■ **Records for this exercise**
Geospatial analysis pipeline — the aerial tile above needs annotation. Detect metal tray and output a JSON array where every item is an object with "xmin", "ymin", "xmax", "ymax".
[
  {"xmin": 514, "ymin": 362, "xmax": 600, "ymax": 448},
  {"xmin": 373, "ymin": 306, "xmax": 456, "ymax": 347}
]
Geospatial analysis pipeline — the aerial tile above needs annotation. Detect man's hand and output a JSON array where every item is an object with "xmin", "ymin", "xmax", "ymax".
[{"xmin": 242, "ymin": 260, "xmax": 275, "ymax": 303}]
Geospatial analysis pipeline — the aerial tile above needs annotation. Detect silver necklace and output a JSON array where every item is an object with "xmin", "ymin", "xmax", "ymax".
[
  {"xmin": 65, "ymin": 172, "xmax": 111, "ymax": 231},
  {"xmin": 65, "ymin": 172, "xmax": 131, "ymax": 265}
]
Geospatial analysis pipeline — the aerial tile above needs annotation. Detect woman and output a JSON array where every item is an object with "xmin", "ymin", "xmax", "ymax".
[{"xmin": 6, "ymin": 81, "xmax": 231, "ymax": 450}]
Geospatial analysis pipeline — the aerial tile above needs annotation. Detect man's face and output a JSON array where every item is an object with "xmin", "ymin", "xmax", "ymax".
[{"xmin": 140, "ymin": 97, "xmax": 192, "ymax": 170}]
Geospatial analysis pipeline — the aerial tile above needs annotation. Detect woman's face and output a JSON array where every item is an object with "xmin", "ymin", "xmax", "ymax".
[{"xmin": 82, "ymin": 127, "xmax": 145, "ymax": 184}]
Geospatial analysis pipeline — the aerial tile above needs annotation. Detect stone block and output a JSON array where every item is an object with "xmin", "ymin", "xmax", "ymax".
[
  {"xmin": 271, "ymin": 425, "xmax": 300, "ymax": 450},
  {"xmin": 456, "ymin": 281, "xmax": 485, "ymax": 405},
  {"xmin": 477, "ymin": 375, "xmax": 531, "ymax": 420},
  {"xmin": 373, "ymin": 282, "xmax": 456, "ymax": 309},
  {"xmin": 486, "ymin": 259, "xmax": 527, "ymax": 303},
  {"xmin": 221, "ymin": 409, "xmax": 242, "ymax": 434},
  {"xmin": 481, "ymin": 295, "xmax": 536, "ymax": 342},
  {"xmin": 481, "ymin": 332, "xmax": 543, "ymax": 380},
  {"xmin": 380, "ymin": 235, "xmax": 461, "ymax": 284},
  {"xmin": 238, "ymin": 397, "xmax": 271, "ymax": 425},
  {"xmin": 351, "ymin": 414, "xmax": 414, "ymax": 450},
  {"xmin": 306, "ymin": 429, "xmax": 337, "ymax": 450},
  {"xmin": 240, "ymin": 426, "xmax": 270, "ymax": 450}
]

...

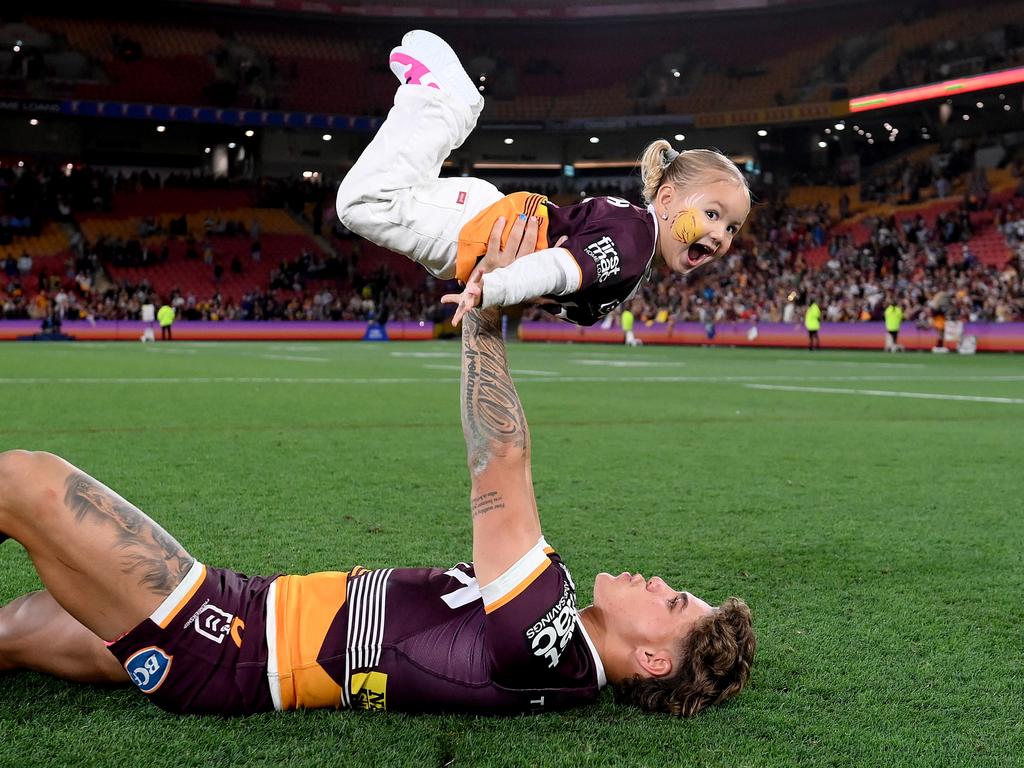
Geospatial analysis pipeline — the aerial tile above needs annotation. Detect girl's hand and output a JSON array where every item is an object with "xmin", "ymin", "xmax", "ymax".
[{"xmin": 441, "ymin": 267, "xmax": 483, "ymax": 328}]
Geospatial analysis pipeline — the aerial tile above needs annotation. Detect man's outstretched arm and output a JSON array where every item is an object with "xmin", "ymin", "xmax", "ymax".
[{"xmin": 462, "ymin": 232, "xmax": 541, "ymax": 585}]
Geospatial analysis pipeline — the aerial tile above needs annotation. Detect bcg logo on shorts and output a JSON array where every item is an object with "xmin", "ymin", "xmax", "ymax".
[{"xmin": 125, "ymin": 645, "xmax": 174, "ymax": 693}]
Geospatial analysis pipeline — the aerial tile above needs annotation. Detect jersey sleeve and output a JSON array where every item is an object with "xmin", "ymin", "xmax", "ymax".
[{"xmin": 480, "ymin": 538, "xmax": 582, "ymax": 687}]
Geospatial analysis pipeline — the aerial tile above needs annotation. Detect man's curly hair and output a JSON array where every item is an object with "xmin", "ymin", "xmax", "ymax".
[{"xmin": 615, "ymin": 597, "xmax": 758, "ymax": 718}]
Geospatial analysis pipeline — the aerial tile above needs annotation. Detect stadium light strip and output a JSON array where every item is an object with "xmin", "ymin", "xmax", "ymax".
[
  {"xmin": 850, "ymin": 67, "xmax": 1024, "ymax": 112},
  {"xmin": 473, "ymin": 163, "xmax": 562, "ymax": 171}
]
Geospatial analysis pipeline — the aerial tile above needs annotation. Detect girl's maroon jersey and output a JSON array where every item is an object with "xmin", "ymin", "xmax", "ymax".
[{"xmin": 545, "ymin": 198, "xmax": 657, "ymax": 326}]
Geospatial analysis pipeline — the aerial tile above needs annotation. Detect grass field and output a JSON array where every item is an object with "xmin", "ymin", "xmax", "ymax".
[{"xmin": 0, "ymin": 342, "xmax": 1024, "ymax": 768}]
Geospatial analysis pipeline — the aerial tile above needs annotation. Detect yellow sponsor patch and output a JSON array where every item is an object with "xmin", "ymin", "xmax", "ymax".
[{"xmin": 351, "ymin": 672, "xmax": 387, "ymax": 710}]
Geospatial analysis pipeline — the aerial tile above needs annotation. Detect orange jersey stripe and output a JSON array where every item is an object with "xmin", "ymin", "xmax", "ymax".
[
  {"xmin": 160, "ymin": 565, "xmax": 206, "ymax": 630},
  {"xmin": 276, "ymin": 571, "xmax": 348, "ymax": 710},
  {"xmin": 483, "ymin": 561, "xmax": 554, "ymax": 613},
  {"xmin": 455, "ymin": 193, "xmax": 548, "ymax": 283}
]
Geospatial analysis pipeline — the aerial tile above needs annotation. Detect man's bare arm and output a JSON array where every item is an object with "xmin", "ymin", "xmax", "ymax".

■ **Task statement**
Update the lines from the line with "Detect girl's maroon" to the line with "Detect man's bare", replacing "jersey" with "shirt" and keeping everything else the same. Return only those lines.

■ **Solution to this task**
Geospatial analysis pipeline — the aerial tile above needs annotation. Detect girl's maroon shirt and output a JSON array where every item is an object with "xmin", "ymin", "xmax", "ymax".
[{"xmin": 545, "ymin": 198, "xmax": 657, "ymax": 326}]
Geospatial analysis pipeline — the aerial tile above needs annotation. Detect grass field and output a JSON array where every item is an object with "xmin", "ymin", "xmax", "ymax".
[{"xmin": 0, "ymin": 342, "xmax": 1024, "ymax": 768}]
Geospatial analysis pipeline — the aerial tile above needs annotation. Detect yellow sponsor patch and output a JSON array where every item is an object with "xmin", "ymin", "xmax", "ymax".
[{"xmin": 351, "ymin": 672, "xmax": 387, "ymax": 710}]
Geospatial analysis pipeline — the aerial tile above needs annotation. Detect orange shirt stripe and output a JSON array where every item is an object with "xmin", "ymin", "xmax", "ymax".
[
  {"xmin": 160, "ymin": 565, "xmax": 206, "ymax": 630},
  {"xmin": 276, "ymin": 571, "xmax": 348, "ymax": 710},
  {"xmin": 483, "ymin": 561, "xmax": 554, "ymax": 613},
  {"xmin": 455, "ymin": 193, "xmax": 548, "ymax": 283}
]
Geospatial analysis pipeline — the aerial tile above needs annotation. Detect man's bare arm and output a JSON array where every item is an object with "xmin", "ymin", "xmax", "ymax".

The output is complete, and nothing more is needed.